EXERCISE BRIEF »
Repeat the material below word for word and leave out all pictures.

STORED DATA »
::::
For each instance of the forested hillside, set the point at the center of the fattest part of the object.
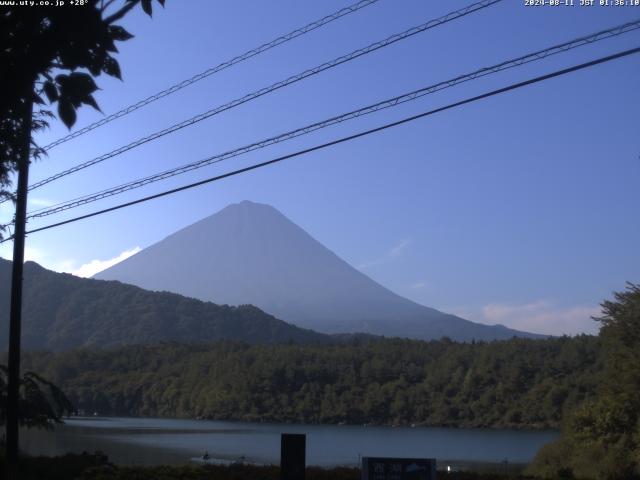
(62, 311)
(517, 383)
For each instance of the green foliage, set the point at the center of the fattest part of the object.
(511, 384)
(76, 43)
(602, 438)
(62, 311)
(41, 403)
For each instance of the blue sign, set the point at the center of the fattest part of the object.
(378, 468)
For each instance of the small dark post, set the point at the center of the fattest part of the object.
(293, 456)
(15, 320)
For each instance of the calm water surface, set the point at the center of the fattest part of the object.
(149, 441)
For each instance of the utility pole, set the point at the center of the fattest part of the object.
(15, 321)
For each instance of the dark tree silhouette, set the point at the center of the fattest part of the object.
(601, 439)
(42, 404)
(52, 54)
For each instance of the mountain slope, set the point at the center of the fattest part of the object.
(61, 311)
(251, 253)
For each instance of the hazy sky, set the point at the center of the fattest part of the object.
(520, 209)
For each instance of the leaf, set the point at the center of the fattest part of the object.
(51, 91)
(111, 67)
(66, 112)
(89, 100)
(37, 99)
(146, 6)
(119, 33)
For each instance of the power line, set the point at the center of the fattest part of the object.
(524, 59)
(218, 68)
(276, 86)
(514, 86)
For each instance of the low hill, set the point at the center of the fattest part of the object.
(516, 383)
(61, 311)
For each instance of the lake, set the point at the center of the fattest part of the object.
(151, 441)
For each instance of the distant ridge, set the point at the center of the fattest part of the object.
(61, 311)
(249, 253)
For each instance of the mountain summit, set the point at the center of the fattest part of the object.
(249, 253)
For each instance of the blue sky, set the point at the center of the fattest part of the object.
(520, 209)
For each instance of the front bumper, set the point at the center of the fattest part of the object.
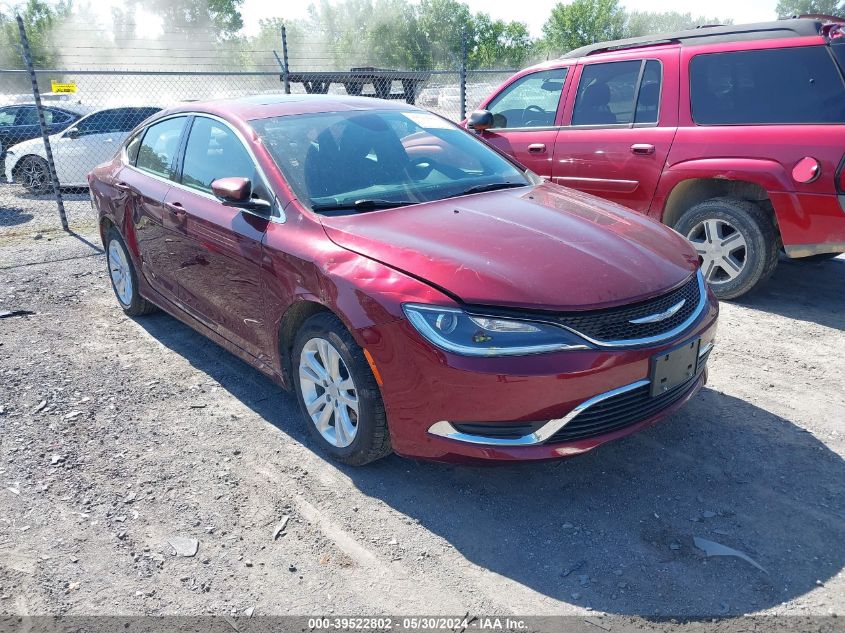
(432, 396)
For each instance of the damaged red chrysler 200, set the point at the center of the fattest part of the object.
(417, 290)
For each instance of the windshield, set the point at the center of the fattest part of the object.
(351, 162)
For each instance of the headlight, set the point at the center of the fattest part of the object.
(458, 332)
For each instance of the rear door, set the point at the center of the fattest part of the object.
(525, 118)
(218, 267)
(621, 119)
(152, 156)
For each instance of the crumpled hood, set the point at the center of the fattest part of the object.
(544, 247)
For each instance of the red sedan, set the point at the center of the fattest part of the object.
(419, 291)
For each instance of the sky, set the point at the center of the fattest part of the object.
(739, 10)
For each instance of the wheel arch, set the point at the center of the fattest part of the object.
(691, 191)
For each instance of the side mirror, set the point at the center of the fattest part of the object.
(237, 192)
(480, 120)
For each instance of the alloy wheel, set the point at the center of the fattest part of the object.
(121, 275)
(329, 392)
(721, 248)
(33, 175)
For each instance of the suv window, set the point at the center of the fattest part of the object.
(214, 151)
(530, 101)
(7, 116)
(785, 85)
(160, 146)
(606, 93)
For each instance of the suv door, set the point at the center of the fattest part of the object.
(622, 119)
(151, 157)
(525, 118)
(219, 263)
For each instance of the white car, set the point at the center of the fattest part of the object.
(92, 140)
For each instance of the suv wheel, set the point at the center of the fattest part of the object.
(337, 392)
(736, 241)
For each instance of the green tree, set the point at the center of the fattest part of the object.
(221, 18)
(583, 22)
(39, 18)
(640, 23)
(499, 43)
(787, 8)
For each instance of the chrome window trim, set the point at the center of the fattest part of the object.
(277, 207)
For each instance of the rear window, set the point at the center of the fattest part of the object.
(786, 85)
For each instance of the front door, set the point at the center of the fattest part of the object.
(620, 131)
(147, 180)
(219, 264)
(525, 119)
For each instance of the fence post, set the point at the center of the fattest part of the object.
(462, 85)
(285, 67)
(36, 95)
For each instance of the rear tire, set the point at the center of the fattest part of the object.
(337, 392)
(737, 243)
(34, 174)
(124, 281)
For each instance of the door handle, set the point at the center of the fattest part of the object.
(176, 208)
(642, 149)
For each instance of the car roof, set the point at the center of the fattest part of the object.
(272, 105)
(793, 27)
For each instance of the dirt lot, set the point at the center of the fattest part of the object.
(118, 434)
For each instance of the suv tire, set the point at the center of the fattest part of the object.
(737, 243)
(339, 397)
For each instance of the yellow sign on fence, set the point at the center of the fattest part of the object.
(68, 86)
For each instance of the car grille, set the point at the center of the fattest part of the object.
(614, 324)
(623, 410)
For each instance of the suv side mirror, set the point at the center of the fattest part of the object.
(237, 192)
(480, 120)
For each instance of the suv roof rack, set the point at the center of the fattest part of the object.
(791, 27)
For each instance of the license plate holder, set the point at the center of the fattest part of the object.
(675, 367)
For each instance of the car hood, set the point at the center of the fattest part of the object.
(543, 247)
(32, 146)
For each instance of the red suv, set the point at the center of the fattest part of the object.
(733, 135)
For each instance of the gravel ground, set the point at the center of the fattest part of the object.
(120, 434)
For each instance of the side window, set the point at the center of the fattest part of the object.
(648, 99)
(784, 85)
(97, 123)
(606, 94)
(132, 147)
(7, 116)
(159, 147)
(530, 101)
(28, 115)
(213, 151)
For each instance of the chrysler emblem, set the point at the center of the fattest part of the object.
(660, 316)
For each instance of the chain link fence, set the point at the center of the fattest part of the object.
(86, 125)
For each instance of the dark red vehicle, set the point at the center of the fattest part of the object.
(733, 135)
(419, 291)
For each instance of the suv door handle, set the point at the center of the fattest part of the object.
(176, 208)
(642, 149)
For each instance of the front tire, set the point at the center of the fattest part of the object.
(123, 278)
(34, 174)
(337, 392)
(737, 244)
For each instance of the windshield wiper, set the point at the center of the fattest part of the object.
(490, 187)
(366, 204)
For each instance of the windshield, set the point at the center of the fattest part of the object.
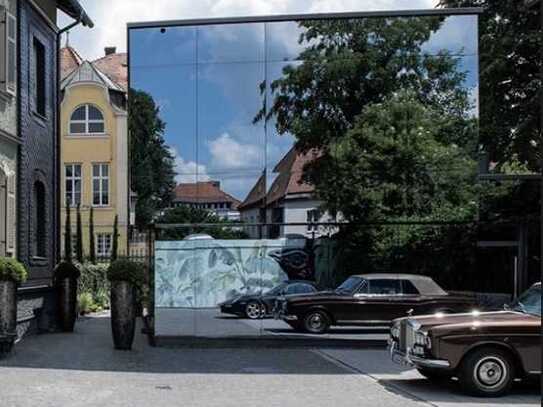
(529, 302)
(276, 290)
(350, 285)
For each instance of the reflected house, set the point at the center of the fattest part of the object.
(207, 195)
(289, 201)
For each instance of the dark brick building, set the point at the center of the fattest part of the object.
(38, 173)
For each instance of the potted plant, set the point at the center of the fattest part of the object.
(66, 275)
(12, 273)
(125, 277)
::::
ANSWER TO THE EXERCISE »
For each instance of the forested hillside, set the point at the center of the fattest part of the object.
(62, 311)
(517, 383)
For each instance of the green foliage, set the point at the center of the fattest part of the object.
(511, 384)
(76, 43)
(602, 438)
(62, 311)
(41, 403)
For each instance of the blue sign, set the point at the center of the fattest part of the object.
(378, 468)
For each instance of the small dark post, set the point at the center of the fattest part of the object.
(293, 456)
(15, 320)
For each instance of the calm water surface, set the point at the center of the fattest part of the object.
(149, 441)
For each instance of the utility pole, set the point at the center of the fattest part of the object.
(15, 321)
For each instance of the dark tree silhouette, set the point at the center of the fattest part of the object.
(601, 439)
(42, 404)
(52, 54)
For each instance of the mountain slope, set the point at the center of the fattest part of the object.
(61, 311)
(251, 253)
For each instance of the hazy sky, set the point at the center of the fattest part of the object.
(520, 209)
For each instance of the leaf, set the point at the center of the fattest part of the object.
(51, 91)
(111, 67)
(66, 112)
(89, 100)
(37, 99)
(146, 6)
(119, 33)
For each instance of the power line, set the point at the center of the fattest part of the object.
(524, 59)
(218, 68)
(276, 86)
(514, 86)
For each instance of the low hill, set the point at the center of the fattest part of the object.
(516, 383)
(61, 311)
For each instance of the lake, set the point at the center of the fattest part of the object.
(151, 441)
For each instance of the distant ridge, set the point at the center of the fattest part of the object.
(61, 311)
(249, 253)
For each instance of the mountain summit, set the point at the center of the fattest part of the object.
(249, 253)
For each instance of the blue sky, set the point at the center of the fattest part of the object.
(520, 209)
For each instance of the front bumper, set the point at the center of the fattest part of the object.
(432, 396)
For each instance of the damaged red chrysler 200, set the point at the center of the fattest part of the object.
(417, 290)
For each instance of the windshield, set the point at the center of the fattest part of the object.
(351, 162)
For each instance of the headlight, set the point at the center of the fattest part of the object.
(458, 332)
For each instance of the rear door, set the point at the center of the fattest part of the object.
(525, 118)
(218, 267)
(621, 119)
(152, 156)
For each instance of the crumpled hood, set the point at the center of the fattest part of the object.
(544, 247)
For each instance of the red sedan, set the point at the center of the fattest part of the object.
(419, 291)
For each instance of the sky, set the point at the center of the fattest part of the object.
(739, 10)
For each instance of the wheel arch, set the point at the center of the fattest part of the object.
(691, 191)
For each instance of the side mirror, set the point at the center of the fattest part of the object.
(237, 192)
(480, 120)
For each instance of the alloy wheel, set the point at the center of the fattest part of the object.
(121, 275)
(329, 392)
(721, 248)
(33, 175)
For each instance of the suv window, set the point at the center of the fattest part of the object.
(214, 151)
(530, 101)
(7, 116)
(785, 85)
(160, 146)
(606, 93)
For each instance of the suv door, set the point at the center of the fattest part of the object.
(622, 119)
(151, 157)
(525, 118)
(219, 263)
For each instance of the white car, set the point at the center of the fattest part of the object.
(92, 140)
For each instance of the suv wheel, set the point at the center of the fattest part of the object.
(337, 392)
(736, 241)
For each instance of the green tree, set the point at the center of the fattest part of the object.
(221, 18)
(583, 22)
(39, 18)
(640, 23)
(499, 43)
(787, 8)
For each instance of the chrome window trim, set the point at the center of the fattest part of the object.
(277, 207)
For each instance of the rear window, set the point at the center of the fattest part of the object.
(786, 85)
For each instance of the front door, set the point at the center of the fattest part of the object.
(620, 131)
(147, 180)
(219, 264)
(525, 119)
For each instance of the fence post, set the point at the center of the fattest part of the object.
(462, 85)
(285, 67)
(36, 95)
For each instance of the rear tire, set the point at the center of the fattest part of the object.
(337, 392)
(737, 243)
(34, 174)
(124, 281)
For each instance of the door handle, set the point at the center of the fattest part of the object.
(176, 208)
(642, 149)
For each instance of the car roof, set the point at the center of the fattest part of the object.
(272, 105)
(793, 27)
For each instance of the dirt lot, set the point at the center of the fattest part of the object.
(118, 434)
For each instance of the suv tire, set the point at the center of the fattest part of the object.
(737, 243)
(339, 397)
For each instance of the yellow sign on fence, set the point at the center of the fattest part of the object.
(68, 86)
For each instance of the car grille, set the point at the center of the fattest part of the object.
(614, 324)
(623, 410)
For each instance of the suv side mirror, set the point at the center of the fattest part of the object.
(237, 192)
(480, 120)
For each instance of the suv roof rack, set the point at the center of the fattest part of the object.
(791, 27)
For each instance of the license plate holder, set the point at the center of the fattest part of the object.
(675, 367)
For each instance of the car hood, set the point at the center of the fattest part of the object.
(543, 247)
(32, 146)
For each instance of the red suv, set the point at the center of the fattest part of the object.
(733, 135)
For each instance of the gravel ground, set the point at the center of the fattest part of the object.
(120, 434)
For each instance of the side window, set the point at the center of the fattest part of the object.
(648, 99)
(784, 85)
(97, 123)
(606, 94)
(132, 147)
(7, 116)
(159, 147)
(530, 101)
(28, 115)
(213, 151)
For each instance of the chrysler emblem, set the point at the center of the fattest part of the object.
(660, 316)
For each instance of the chain link fence, set the point at the center of the fattest part of the object.
(86, 125)
For each instance of the dark red vehicle, set the point at the center of the fattest part of the object.
(733, 135)
(419, 291)
For each instance of the suv door handle, set the point at the center of the fattest part of the object.
(176, 208)
(642, 149)
For each instance of the front tire, set the point at the center of the fattest part of the object.
(123, 278)
(34, 174)
(337, 392)
(737, 244)
For each instance of the windshield wiper, set the point at the center of the fattest part of the object.
(490, 187)
(366, 204)
For each instance of the windshield, set the point at the center of the fattest part of the object.
(529, 302)
(276, 290)
(350, 285)
For each instance of the reflected house, set the point at the center of the fattest part of the object.
(207, 195)
(289, 201)
For each instance of the dark brick building, set the point at the center of the fattest part of the object.
(38, 173)
For each instance of the potted plant, set the point at the center of the fattest part of the object.
(66, 275)
(12, 273)
(125, 277)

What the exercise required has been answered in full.